- STATED GOAL A -
Report every line in the entries below that contains the word "cargo".

--- START PROVIDED PASSAGE ---

In addition to the construction of the Brookeville Bypass, the MD 97 Relocation Construction Project included enhancements such as building two new bridges at Meadow Brand stream and Reddy Branch stream.
A much-anticipated Maryland Department of Transportation State Highway Administration (MDOT SHA) road project is now complete and has been formally dedicated to two of its strongest champions. The $47 million MD 97 (Georgia Avenue) Relocation Construction Project is poised to reduce continually increasing traffic volumes and congestion along the old two-lane highway through the Montgomery County town of Brookeville, improving traffic operations and safety conditions for local residents, cyclists, and pedestrians on the existing Georgia Avenue, and restoring Brookeville's historic character.

--- END PROVIDED PASSAGE ---
--- START INFORMATION SUPPLIED ---

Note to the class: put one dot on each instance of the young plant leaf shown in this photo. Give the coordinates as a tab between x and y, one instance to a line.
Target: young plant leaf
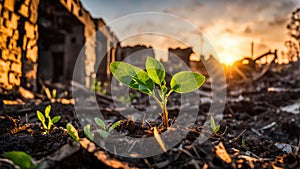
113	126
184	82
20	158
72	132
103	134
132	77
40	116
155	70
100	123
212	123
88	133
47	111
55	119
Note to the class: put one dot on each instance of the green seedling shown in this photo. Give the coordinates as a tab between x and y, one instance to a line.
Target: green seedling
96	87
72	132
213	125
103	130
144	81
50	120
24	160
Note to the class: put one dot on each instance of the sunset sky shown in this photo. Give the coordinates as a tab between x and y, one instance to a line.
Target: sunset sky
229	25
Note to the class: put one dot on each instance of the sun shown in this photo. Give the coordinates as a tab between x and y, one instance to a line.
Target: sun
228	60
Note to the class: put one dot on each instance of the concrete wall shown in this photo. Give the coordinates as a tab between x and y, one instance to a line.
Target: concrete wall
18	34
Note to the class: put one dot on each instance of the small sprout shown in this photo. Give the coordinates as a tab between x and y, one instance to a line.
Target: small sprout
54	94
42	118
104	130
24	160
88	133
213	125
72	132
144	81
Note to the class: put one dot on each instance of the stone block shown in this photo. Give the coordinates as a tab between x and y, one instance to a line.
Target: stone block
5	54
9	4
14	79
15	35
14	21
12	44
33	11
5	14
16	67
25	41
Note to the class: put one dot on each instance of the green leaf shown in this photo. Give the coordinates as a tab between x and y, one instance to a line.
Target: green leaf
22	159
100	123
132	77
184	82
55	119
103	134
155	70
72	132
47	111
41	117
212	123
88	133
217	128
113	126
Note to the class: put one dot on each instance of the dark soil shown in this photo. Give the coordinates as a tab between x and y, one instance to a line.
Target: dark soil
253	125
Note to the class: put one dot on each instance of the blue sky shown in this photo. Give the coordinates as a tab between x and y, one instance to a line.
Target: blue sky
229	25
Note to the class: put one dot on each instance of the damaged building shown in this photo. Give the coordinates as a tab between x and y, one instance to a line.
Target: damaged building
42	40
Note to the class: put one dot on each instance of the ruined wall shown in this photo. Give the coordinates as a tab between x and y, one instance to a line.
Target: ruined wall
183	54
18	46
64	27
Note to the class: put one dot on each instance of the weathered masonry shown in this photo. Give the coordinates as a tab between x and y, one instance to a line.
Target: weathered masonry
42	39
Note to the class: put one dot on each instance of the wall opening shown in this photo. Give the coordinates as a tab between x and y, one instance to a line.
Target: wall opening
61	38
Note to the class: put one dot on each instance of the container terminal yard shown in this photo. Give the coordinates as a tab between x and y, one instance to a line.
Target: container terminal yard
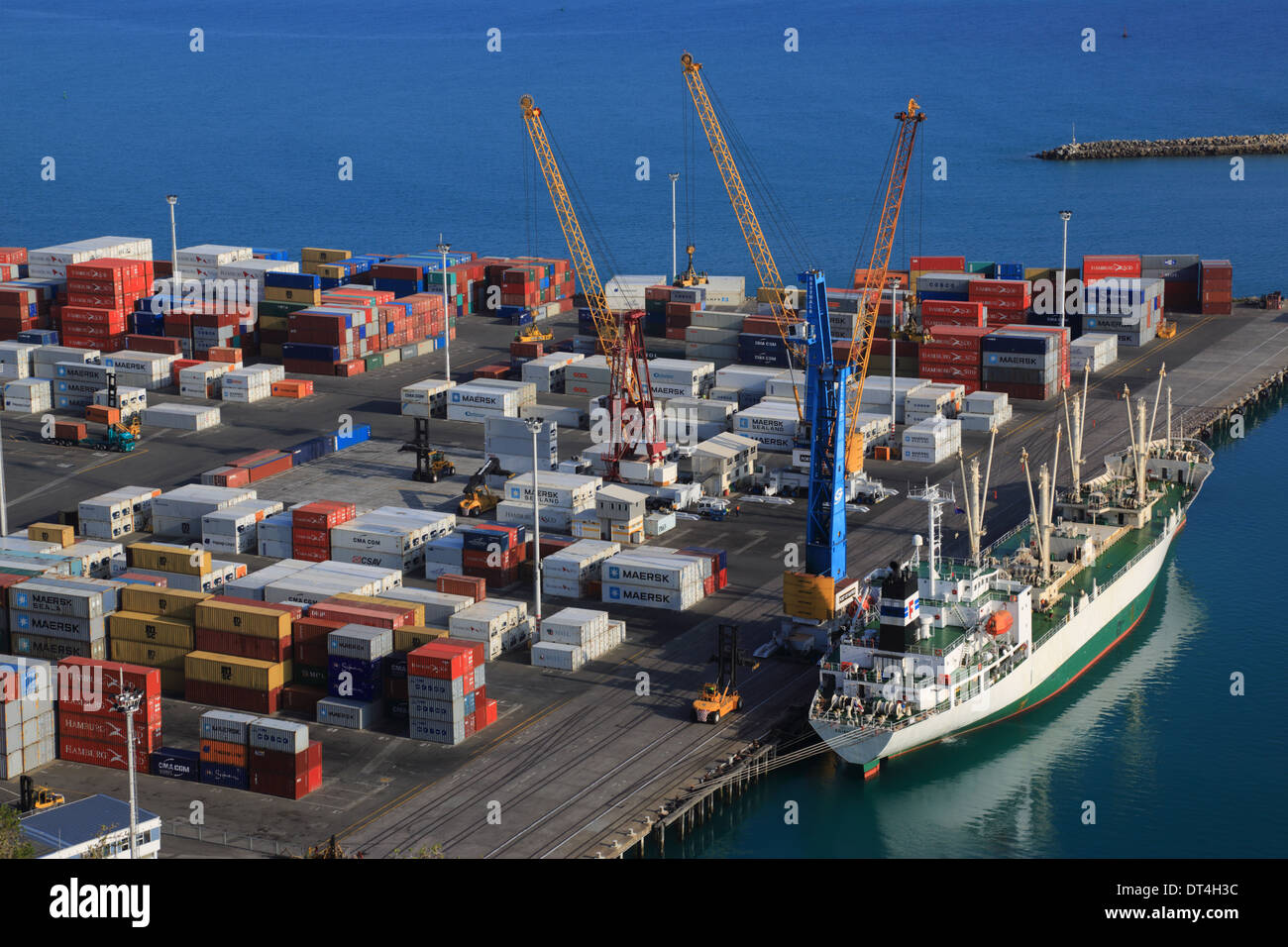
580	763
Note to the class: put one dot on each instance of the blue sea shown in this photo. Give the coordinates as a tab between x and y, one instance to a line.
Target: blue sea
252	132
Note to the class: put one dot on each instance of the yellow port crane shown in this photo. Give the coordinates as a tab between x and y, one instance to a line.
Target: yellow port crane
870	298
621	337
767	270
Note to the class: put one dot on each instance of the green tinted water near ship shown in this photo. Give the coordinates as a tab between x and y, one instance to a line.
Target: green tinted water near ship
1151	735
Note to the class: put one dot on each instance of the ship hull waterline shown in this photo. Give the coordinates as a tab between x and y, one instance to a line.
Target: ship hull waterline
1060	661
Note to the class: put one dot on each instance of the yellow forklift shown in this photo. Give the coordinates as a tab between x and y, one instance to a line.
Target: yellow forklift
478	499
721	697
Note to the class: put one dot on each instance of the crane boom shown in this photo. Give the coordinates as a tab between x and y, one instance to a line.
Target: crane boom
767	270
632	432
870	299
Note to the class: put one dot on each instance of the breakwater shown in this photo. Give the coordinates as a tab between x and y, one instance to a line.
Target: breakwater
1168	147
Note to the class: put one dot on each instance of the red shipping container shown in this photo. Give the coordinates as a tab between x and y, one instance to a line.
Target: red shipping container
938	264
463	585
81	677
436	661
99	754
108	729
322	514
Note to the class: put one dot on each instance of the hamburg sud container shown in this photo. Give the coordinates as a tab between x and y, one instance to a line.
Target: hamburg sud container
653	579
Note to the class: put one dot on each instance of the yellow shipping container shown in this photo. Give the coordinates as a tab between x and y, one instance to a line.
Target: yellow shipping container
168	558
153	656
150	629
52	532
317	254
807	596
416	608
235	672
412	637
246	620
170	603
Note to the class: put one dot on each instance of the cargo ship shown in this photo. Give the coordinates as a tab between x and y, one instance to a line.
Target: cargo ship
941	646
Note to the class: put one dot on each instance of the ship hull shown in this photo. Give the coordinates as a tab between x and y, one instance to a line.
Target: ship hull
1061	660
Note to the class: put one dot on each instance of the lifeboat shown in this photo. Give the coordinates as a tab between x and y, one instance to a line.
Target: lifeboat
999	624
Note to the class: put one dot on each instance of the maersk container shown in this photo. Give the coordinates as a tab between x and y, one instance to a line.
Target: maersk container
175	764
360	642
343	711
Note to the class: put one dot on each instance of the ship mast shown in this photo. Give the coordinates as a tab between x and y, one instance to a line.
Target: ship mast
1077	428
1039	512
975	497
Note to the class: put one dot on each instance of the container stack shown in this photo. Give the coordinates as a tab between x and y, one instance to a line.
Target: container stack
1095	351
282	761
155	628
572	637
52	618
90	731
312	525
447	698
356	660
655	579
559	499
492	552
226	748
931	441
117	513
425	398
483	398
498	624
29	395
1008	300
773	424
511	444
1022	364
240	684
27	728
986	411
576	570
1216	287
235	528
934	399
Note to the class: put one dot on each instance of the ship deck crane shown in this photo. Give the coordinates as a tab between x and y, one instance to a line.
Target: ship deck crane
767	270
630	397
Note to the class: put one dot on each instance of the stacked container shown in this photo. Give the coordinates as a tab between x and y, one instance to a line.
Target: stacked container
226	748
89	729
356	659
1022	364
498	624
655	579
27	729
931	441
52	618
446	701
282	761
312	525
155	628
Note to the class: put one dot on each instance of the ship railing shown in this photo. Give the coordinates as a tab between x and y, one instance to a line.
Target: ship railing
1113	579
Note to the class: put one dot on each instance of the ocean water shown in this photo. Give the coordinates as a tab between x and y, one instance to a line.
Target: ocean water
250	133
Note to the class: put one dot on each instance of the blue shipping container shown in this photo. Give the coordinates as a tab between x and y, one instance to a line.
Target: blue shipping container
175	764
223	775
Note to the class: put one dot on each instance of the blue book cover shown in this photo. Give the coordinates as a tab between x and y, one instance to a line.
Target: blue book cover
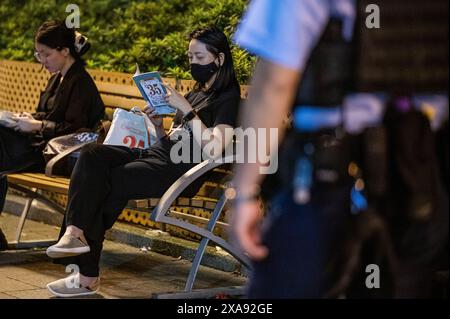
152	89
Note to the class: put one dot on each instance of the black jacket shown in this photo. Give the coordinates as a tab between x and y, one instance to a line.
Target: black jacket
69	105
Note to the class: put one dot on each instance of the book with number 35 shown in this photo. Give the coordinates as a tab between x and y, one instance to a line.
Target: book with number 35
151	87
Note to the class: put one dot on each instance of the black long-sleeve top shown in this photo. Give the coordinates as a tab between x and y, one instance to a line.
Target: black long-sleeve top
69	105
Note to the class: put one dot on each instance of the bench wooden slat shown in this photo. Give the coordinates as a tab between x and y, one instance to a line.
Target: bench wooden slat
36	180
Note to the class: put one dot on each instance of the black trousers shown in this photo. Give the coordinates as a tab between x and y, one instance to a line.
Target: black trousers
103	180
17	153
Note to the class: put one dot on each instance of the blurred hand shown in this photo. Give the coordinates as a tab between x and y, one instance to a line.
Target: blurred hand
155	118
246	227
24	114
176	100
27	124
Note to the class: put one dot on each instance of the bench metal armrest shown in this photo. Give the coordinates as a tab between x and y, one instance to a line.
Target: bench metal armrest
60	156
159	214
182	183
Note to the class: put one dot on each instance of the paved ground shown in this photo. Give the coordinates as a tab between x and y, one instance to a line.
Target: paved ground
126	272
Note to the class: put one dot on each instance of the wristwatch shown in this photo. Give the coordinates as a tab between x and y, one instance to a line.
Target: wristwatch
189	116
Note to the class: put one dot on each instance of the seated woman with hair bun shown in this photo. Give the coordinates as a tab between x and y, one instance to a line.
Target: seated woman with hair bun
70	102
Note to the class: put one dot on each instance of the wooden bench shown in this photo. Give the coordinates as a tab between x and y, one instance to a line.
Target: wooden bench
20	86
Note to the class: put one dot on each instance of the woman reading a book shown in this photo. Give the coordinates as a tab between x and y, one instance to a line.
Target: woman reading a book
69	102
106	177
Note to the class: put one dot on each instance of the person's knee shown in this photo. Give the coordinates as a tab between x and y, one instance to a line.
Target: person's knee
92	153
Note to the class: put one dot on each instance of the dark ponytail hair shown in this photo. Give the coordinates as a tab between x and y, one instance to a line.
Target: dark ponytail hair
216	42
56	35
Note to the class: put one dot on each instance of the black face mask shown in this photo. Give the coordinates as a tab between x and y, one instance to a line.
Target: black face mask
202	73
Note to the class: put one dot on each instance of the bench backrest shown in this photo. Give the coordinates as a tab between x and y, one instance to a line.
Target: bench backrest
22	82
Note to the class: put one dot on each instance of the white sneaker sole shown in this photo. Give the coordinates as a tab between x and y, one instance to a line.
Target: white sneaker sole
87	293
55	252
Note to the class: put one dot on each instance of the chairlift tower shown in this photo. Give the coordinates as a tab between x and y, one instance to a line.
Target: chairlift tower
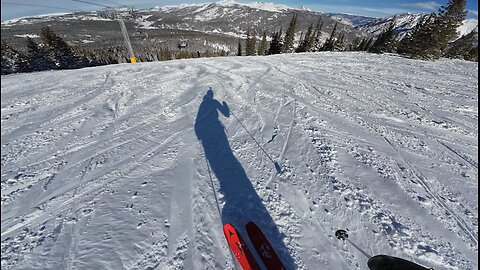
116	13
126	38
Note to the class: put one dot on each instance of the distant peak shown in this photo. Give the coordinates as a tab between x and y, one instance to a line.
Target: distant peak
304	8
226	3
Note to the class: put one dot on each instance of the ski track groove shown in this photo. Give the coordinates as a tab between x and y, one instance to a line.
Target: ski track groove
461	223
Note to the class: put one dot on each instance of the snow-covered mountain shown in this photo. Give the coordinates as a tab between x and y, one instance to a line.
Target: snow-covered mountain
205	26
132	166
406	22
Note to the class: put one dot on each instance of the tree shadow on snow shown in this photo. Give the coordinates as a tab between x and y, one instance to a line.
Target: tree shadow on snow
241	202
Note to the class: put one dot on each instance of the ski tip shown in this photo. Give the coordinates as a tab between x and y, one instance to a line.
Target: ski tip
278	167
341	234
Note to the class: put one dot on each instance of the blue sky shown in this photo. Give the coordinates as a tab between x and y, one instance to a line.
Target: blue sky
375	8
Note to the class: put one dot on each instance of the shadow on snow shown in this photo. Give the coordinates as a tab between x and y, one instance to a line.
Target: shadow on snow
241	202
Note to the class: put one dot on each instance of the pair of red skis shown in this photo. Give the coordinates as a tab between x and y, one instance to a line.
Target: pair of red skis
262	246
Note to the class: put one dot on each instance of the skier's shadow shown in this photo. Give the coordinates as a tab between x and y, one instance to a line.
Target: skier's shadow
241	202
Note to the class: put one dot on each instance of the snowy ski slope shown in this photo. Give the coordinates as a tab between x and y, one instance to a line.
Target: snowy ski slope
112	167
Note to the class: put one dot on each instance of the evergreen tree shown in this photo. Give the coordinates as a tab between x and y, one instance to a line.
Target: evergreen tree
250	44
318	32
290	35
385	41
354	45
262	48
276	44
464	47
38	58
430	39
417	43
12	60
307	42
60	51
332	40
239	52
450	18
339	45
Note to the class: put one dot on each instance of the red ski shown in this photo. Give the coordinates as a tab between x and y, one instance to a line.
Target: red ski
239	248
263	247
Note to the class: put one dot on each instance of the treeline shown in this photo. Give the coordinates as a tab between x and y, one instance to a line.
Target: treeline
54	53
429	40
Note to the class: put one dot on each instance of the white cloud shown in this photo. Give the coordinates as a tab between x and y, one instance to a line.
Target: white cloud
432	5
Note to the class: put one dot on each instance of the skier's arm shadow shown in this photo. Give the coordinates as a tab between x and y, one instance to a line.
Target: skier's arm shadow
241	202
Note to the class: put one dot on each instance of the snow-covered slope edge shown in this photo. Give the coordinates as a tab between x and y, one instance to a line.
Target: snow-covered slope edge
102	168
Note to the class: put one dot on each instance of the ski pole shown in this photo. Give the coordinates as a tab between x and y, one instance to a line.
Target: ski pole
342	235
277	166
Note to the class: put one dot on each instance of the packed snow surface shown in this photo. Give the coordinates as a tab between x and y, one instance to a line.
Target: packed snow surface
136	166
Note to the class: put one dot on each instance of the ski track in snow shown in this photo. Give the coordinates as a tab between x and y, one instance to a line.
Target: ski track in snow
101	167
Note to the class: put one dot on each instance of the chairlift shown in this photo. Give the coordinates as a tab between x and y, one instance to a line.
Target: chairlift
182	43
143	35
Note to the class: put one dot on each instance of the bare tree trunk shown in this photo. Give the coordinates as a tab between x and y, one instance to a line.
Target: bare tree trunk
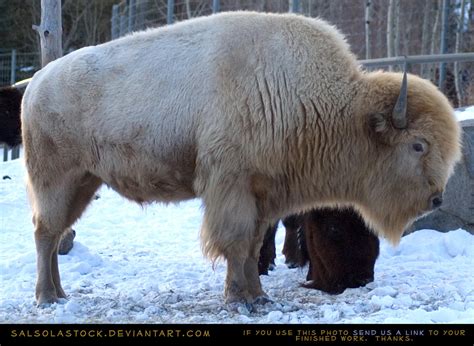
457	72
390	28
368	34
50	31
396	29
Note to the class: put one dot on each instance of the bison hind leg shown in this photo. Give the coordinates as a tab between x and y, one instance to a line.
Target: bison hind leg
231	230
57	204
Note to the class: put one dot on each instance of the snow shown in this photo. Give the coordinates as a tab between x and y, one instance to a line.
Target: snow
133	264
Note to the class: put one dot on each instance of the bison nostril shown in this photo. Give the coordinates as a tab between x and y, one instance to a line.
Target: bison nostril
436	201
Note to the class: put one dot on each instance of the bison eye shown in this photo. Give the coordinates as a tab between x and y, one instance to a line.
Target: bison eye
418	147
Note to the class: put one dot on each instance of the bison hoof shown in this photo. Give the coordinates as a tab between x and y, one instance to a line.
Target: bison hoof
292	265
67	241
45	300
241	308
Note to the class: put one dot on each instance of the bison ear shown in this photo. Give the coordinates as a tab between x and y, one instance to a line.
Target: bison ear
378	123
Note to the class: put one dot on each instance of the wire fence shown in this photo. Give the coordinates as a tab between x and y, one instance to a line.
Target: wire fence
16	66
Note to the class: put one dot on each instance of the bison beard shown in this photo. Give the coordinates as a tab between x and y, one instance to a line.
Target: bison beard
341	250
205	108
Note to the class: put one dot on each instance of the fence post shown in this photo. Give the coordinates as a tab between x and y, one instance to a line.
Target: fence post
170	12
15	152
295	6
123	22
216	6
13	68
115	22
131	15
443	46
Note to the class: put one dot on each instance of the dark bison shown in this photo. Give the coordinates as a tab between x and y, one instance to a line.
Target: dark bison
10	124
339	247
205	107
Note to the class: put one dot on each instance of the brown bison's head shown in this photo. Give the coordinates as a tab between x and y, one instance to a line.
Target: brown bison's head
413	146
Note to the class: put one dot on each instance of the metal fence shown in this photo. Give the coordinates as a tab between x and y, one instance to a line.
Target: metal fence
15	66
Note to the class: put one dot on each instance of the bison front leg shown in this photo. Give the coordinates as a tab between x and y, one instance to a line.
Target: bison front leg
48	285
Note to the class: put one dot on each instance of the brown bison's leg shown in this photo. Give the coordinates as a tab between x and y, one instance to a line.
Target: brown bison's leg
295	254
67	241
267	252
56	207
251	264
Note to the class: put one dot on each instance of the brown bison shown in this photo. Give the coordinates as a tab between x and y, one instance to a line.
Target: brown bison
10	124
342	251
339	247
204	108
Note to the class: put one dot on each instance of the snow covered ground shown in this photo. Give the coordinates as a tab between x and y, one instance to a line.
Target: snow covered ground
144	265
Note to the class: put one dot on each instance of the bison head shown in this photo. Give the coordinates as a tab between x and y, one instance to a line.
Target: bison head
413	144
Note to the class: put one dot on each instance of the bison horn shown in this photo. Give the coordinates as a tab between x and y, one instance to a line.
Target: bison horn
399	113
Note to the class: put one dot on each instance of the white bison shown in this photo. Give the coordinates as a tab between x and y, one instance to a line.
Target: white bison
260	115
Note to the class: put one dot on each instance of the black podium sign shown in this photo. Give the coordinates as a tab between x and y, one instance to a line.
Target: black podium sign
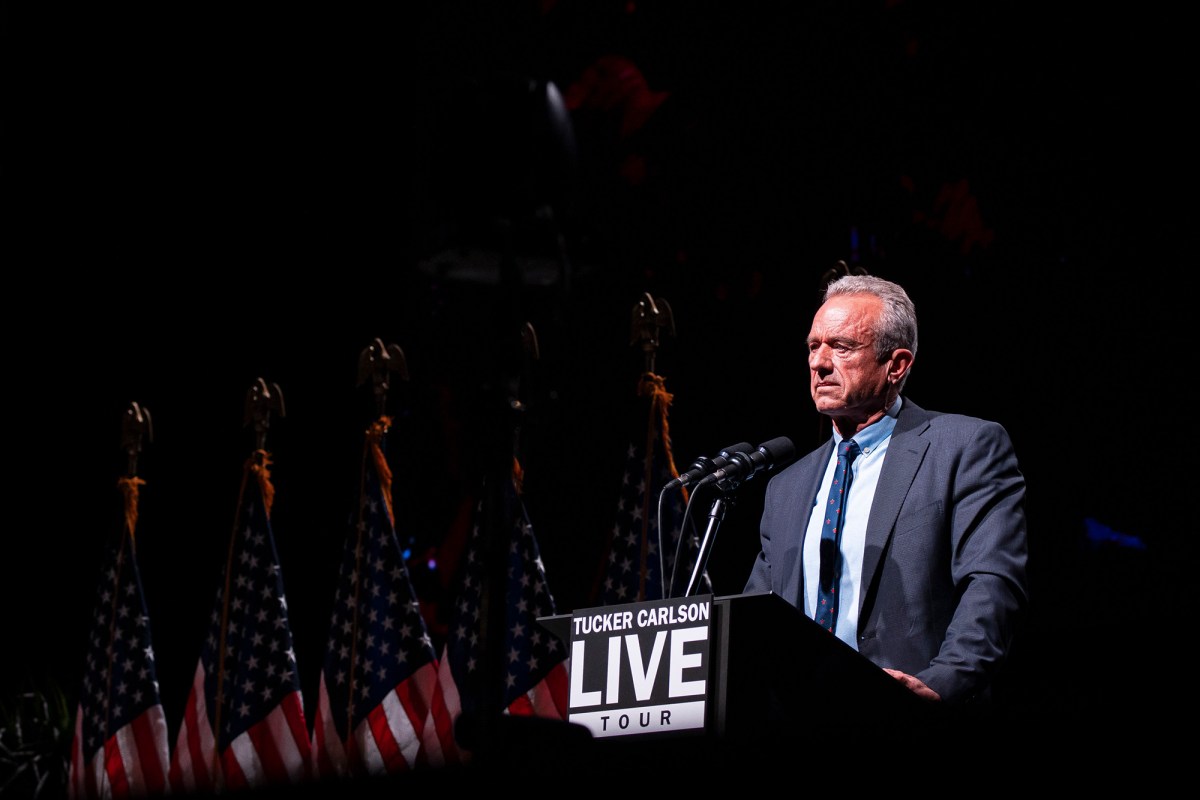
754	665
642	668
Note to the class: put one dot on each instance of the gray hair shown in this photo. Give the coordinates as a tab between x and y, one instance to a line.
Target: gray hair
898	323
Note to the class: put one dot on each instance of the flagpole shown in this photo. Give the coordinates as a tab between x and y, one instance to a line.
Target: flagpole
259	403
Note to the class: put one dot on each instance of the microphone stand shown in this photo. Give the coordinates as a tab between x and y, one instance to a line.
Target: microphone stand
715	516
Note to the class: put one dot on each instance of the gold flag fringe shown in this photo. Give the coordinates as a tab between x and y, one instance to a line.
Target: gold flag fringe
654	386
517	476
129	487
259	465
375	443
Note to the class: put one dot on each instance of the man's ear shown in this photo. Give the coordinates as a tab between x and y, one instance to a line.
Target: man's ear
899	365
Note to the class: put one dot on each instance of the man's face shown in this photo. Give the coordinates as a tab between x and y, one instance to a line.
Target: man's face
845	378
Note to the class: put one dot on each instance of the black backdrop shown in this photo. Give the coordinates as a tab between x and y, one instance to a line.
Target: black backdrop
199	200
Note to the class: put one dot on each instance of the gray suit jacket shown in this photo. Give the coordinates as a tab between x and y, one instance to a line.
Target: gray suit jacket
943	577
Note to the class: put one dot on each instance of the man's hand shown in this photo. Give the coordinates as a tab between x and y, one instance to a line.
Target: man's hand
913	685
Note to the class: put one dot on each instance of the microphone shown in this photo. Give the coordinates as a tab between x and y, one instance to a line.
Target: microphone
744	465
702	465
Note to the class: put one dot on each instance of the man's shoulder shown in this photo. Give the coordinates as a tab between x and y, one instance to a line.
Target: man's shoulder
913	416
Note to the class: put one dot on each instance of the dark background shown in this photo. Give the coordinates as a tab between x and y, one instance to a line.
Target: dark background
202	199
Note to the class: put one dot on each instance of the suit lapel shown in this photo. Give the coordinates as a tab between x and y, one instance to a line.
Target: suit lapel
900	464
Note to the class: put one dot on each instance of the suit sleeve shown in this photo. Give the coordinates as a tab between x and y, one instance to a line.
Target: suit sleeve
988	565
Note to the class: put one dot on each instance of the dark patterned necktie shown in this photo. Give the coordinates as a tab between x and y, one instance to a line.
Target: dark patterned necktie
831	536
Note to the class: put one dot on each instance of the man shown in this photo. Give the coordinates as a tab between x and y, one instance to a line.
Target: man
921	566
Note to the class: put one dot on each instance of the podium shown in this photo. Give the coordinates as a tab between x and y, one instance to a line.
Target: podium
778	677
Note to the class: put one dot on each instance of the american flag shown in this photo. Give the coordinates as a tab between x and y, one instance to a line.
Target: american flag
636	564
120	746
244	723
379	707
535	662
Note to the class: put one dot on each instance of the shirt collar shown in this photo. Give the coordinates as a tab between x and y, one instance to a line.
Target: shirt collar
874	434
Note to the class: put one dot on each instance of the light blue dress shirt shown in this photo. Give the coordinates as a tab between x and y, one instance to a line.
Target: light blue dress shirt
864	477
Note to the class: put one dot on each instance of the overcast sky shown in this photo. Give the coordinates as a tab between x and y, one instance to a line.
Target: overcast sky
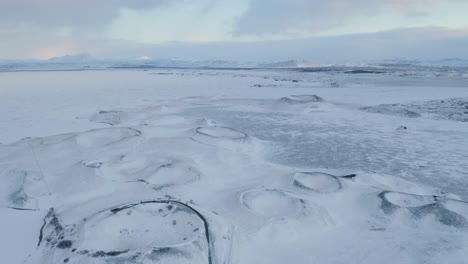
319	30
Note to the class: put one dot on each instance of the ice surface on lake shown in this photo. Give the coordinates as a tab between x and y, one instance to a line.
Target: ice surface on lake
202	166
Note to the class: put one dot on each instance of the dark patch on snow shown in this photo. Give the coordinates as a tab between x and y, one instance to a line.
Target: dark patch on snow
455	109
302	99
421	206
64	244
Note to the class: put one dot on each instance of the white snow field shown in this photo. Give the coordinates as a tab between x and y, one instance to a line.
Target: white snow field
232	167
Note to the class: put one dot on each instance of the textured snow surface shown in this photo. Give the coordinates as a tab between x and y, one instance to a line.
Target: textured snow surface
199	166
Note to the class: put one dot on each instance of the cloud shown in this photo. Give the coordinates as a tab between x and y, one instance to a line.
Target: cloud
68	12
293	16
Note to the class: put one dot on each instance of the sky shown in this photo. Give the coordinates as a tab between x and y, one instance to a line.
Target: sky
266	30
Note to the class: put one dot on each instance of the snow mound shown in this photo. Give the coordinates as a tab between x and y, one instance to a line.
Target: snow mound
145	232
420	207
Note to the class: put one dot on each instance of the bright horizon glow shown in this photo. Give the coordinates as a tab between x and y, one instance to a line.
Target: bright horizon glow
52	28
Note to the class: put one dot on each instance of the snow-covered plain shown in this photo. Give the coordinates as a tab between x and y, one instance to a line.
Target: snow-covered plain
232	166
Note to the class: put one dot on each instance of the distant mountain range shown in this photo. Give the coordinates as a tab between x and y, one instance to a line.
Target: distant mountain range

--- END INFORMATION SUPPLIED ---

- STATED GOAL B -
According to the passage above about the MD 97 relocation project, which two streams got new bridges?

- TASK SOLUTION A -
Note to the class: put one dot on each instance of the cargo ship shown in this photo. Give the coordinates as a tab between x and y, one instance to a line.
Target: cargo ship

- TASK SOLUTION B -
Meadow Brand stream and Reddy Branch stream.